- [Brief]: Copy the records word for word. Pictures do not go in.

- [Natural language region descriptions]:
* * * * *
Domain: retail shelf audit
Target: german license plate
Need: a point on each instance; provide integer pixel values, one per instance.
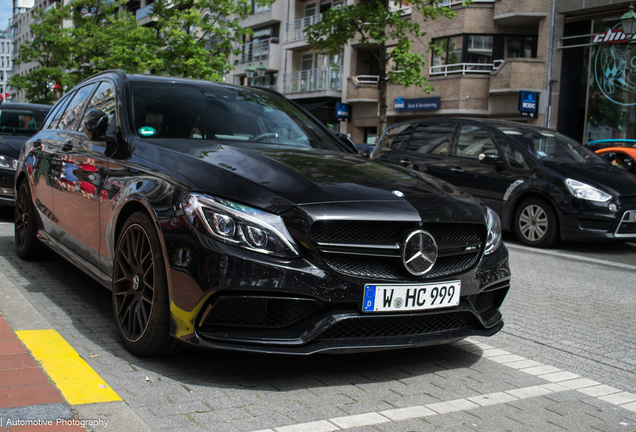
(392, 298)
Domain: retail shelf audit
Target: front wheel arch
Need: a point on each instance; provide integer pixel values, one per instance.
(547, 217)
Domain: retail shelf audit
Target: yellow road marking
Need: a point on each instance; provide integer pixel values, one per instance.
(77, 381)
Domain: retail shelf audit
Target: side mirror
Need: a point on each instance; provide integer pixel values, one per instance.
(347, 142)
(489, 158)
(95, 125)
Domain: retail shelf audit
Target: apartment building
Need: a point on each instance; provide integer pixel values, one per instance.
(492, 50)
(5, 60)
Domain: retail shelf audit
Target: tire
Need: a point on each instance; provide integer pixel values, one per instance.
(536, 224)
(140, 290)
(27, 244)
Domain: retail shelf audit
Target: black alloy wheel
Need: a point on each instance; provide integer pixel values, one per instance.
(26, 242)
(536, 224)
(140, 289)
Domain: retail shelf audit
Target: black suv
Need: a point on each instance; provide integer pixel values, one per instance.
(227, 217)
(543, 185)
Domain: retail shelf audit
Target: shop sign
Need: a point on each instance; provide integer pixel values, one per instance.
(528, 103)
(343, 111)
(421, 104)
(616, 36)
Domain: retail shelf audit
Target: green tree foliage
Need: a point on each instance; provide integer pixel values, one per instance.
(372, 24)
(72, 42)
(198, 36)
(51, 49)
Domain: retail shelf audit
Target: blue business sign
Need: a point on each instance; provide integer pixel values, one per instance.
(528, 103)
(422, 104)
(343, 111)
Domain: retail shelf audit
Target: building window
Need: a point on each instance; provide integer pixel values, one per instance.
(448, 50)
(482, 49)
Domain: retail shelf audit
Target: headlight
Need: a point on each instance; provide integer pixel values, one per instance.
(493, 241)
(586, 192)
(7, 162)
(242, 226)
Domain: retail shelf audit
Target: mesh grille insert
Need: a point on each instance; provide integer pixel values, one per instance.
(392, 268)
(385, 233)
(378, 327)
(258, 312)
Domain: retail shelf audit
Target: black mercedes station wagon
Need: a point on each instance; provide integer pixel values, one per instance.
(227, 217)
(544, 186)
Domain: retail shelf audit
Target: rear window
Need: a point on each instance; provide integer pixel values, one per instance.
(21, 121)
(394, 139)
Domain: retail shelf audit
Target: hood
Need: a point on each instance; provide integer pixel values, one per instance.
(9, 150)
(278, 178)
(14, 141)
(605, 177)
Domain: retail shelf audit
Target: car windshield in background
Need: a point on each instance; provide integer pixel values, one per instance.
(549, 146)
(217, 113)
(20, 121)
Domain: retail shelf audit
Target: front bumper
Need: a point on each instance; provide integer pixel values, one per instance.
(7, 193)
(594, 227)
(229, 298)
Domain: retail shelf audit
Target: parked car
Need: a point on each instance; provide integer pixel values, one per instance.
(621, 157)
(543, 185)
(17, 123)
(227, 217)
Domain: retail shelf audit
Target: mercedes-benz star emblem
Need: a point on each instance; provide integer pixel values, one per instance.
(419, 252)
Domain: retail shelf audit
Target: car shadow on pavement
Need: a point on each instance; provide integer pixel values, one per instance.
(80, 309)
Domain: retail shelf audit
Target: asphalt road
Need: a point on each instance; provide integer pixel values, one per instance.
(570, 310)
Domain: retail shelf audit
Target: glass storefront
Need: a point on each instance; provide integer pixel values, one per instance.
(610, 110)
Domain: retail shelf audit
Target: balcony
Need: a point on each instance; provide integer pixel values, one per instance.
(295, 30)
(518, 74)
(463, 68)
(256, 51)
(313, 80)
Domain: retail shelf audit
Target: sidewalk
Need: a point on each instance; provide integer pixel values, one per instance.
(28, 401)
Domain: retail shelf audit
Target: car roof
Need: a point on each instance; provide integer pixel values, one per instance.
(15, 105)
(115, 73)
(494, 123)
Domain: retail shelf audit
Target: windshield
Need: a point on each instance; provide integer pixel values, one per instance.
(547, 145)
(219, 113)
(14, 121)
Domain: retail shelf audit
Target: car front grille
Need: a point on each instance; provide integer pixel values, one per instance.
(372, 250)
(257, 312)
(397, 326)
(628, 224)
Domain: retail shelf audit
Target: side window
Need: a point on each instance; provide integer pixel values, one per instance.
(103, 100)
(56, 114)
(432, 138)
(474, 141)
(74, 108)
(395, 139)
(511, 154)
* * * * *
- [Solution for this exercise]:
Domain: retail shelf audit
Target: german license plate
Need: a point on each instance; provide integer pixel values, one per instance.
(392, 298)
Domain: retail shelf audit
Target: front wheel arch
Need: a point on each instance; provide integer pixel values, one per instance.
(547, 217)
Domain: retail shelf audit
Target: yellow road marking
Need: a point on each instance; provide integer pixel values, one per instance.
(77, 381)
Domain: retail shelf audit
Target: side mirror
Need: a point on each instance; provide integer pixel values, one per instance.
(347, 142)
(489, 158)
(95, 125)
Domain: retail shelf audit
Target: apartment building
Need: a point on each instance; provide integer pixel values, one per instance.
(492, 50)
(5, 60)
Domain: retail shelf audit
Target: tire
Need: a point on each instance; provide integer pixel values, one per instance.
(536, 224)
(140, 290)
(27, 244)
Domain: retail shelf audit
Target: black alloy wheel
Need: a point on each instance; provide integer pixel values, one per instance.
(26, 242)
(536, 224)
(140, 289)
Domain: retail shelf audit
Target: black suv
Need: a point on each instance; provide integer pixel values, one per instance.
(227, 217)
(543, 185)
Domain: retail shelf audit
Target: shop sign
Need: a point on each instance; provide integer pixel values, one per instance.
(528, 103)
(343, 111)
(421, 104)
(616, 36)
Domain: retail shelf audit
Target: green tree foliage
Need: a point on each instance; provide integer pixel values, one per instance.
(372, 24)
(72, 42)
(198, 36)
(51, 49)
Domain: retail shelf audit
Target: blue business sign
Need: a point on each instance; provide integer pixel values, one per instance.
(528, 103)
(422, 104)
(343, 111)
Domain: retail shelf audit
Target: building window
Need: a point on each instance; provide integer pixel values, one per instance.
(448, 50)
(482, 49)
Domain: retail shelf audit
Target: headlight
Need: a point on each instance; provide integer pixel values, one per instance.
(493, 241)
(586, 192)
(7, 162)
(242, 226)
Domain: retail shelf audit
Target: mesh grille insert
Need: a point on each instance; provide integer pixel values, one per instance.
(392, 268)
(385, 233)
(378, 327)
(258, 312)
Domain: retail shelf audit
Target: black mercedes station wagon
Need: a point on each instance; provide integer pixel values, one per instance.
(227, 217)
(544, 186)
Domain: retail shelf audit
Target: rear window
Need: a point on each instance; provide integer pixel values, one per instance.
(21, 121)
(394, 139)
Domain: retail shelf audit
Target: hood
Need: a point on each instance; provide integer pixel values, one per instance.
(9, 150)
(278, 178)
(14, 141)
(605, 177)
Domain: retail shelf audit
Target: car windshield in background
Need: a point on each instance; provide integer pixel values, one per instance.
(549, 146)
(217, 113)
(20, 121)
Domain: retail shelf audit
Target: front bumper
Need: a point on each instance; provide integer pixel values, one per instance.
(7, 193)
(594, 227)
(229, 298)
Domain: retail shelf audit
Target: parked car
Need: a point on each instance; provide integer pixel values, one per instance.
(621, 157)
(543, 185)
(17, 123)
(227, 217)
Domain: retail shelf audit
Target: mercedes-benz star emblem
Need: a point on each instance; provide integer pixel values, one per instance.
(419, 252)
Domain: retail shelf audit
Target: car shadow on pavement
Need: a point on each instance; provide integer pixel values, one per instance.
(80, 309)
Domain: retail shelf audit
Target: asphalt road
Need: a point on each instance; provide integer pixel values, one per instance.
(570, 310)
Domain: retail shelf audit
Target: glass storefront
Need: a point on each instance; provide integer pixel values, one per instance.
(610, 110)
Domain: retail shelf audit
Target: balcony
Need: a point on each instance; provide integer pixel values, one per instance.
(295, 30)
(518, 74)
(463, 68)
(256, 51)
(313, 80)
Domain: retail shelf audit
Target: sidewalk
Need: a point on each instance; provide integer pixel values, one per instance.
(28, 401)
Domain: retail shelf audit
Target: car roof
Need: a point on each instance; provide integer pixel values, one per instance.
(15, 105)
(115, 73)
(494, 123)
Domain: retail shelf audit
Target: windshield
Need: a point on each instance; provide integer pixel values, one per instance.
(547, 145)
(219, 113)
(14, 121)
Domain: retail shelf audit
Target: car front grille
Need: a point on each instance; provide integer pixel values, one per instance.
(372, 250)
(257, 312)
(397, 326)
(628, 224)
Domain: retail shelf audit
Target: side window
Need: a point on each instance; provide integer pixel values, one per instance.
(103, 100)
(56, 114)
(432, 138)
(474, 141)
(74, 108)
(395, 139)
(511, 154)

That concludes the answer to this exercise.